* PASSAGE SHOWN *
##########

During Ramadan, chaplain Katrina Pekich-Bundy drove Muslim students to a mosque on Fridays. Despite her efforts, she felt like an outsider — it was both uncomfortable and beautiful.

Young female bare feet with a ring on a toe on a light tile with a Turkish - Moroccan pattern. View from above.

I forgot my socks. That was all I could focus on: My cold toes on the tile floor. Socks are not my central focus at other times and places, but I was a guest at this mosque. And I didn’t want to be disrespectful.

I found myself sitting on a bench with bare feet because I am the interfaith chaplain at Alma College. For the holy month of Ramadan, I organized trips to a mosque for Muslim students on Fridays, sometimes ferrying them the hour-long distance since most of the students are international students and unable to drive.

Being a Christian minister, I tried to prepare for the work of interfaith chaplaincy. I researched and asked questions of an imam colleague. I brushed up on what I learned about Islam as a religious studies student in college many years before. Still, I felt very inadequate as the students’ faith leader because my training is predominately in Christianity. I knew the basics of Islam, but each country and individual have variations of belief and practices. So my knowledge was very general.

All inadequacies aside, I knew I needed socks to enter the prayer room. I didn’t know at the time why, but I knew I needed them. Anxious, I sat in the hallway and waited to see if someone else would go in without socks.

##########

* DATASET EXCERPTS *
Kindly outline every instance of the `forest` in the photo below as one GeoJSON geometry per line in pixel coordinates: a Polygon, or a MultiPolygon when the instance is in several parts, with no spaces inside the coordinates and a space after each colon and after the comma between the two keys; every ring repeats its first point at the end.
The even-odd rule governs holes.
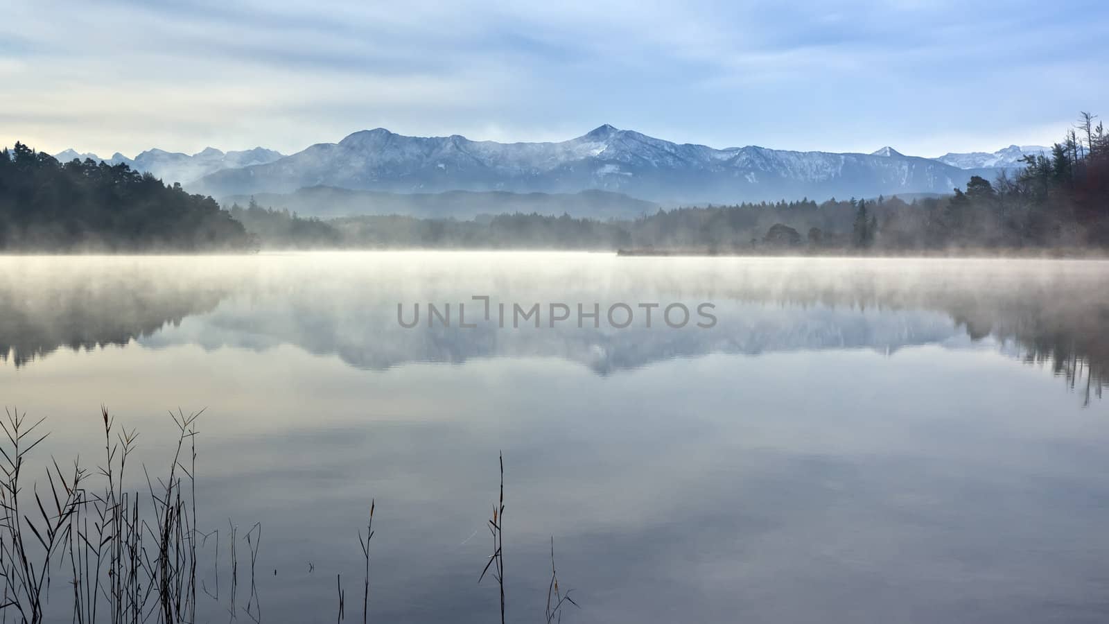
{"type": "Polygon", "coordinates": [[[126,164],[60,163],[16,143],[0,151],[0,249],[248,251],[257,242],[212,199],[126,164]]]}
{"type": "MultiPolygon", "coordinates": [[[[659,210],[637,219],[496,214],[302,218],[221,210],[124,164],[0,152],[0,249],[567,249],[630,253],[1022,253],[1109,250],[1109,135],[1082,113],[1050,154],[953,194],[659,210]]],[[[370,207],[372,208],[372,207],[370,207]]]]}
{"type": "MultiPolygon", "coordinates": [[[[633,220],[515,213],[465,221],[396,214],[318,221],[255,205],[256,214],[283,223],[281,233],[244,222],[264,245],[301,248],[1103,253],[1109,250],[1109,135],[1095,120],[1082,113],[1050,154],[1027,157],[1021,169],[1001,170],[995,180],[974,177],[965,189],[943,197],[688,207],[633,220]]],[[[232,212],[243,209],[232,207],[232,212]]]]}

##########

* TASK SET *
(a) Name the steps the chaplain took to prepare for interfaith chaplaincy, as the Ramadan passage lists them.
(b) Copy the forest outlining entries word for word, leaving the pictures out.

* SOLUTIONS *
(a)
- Researched
- Asked questions of an imam colleague
- Brushed up on what she learned about Islam as a religious studies student in college

(b)
Kindly outline every instance of the `forest` in the photo below as one GeoJSON geometry per line in pixel coordinates: a Polygon, or a MultiPolygon when the instance is in several parts, with no spaces inside the coordinates and a space after each colon and after the comma between the two keys; every ring repeats its first point at the end.
The even-odd rule governs holes.
{"type": "Polygon", "coordinates": [[[126,164],[60,163],[16,143],[0,151],[0,249],[248,251],[257,242],[212,199],[126,164]]]}
{"type": "MultiPolygon", "coordinates": [[[[659,210],[637,219],[496,214],[302,218],[221,210],[124,164],[0,152],[0,249],[567,249],[630,253],[1022,253],[1109,250],[1109,135],[1082,113],[1050,154],[953,194],[659,210]]],[[[370,207],[372,208],[372,207],[370,207]]]]}
{"type": "MultiPolygon", "coordinates": [[[[633,220],[515,213],[465,221],[396,214],[318,221],[255,205],[256,214],[283,223],[281,233],[244,222],[264,245],[301,248],[1103,253],[1109,250],[1109,135],[1095,120],[1082,113],[1050,154],[1027,157],[1021,169],[1001,170],[995,180],[974,177],[965,189],[943,197],[688,207],[633,220]]],[[[232,212],[243,209],[232,207],[232,212]]]]}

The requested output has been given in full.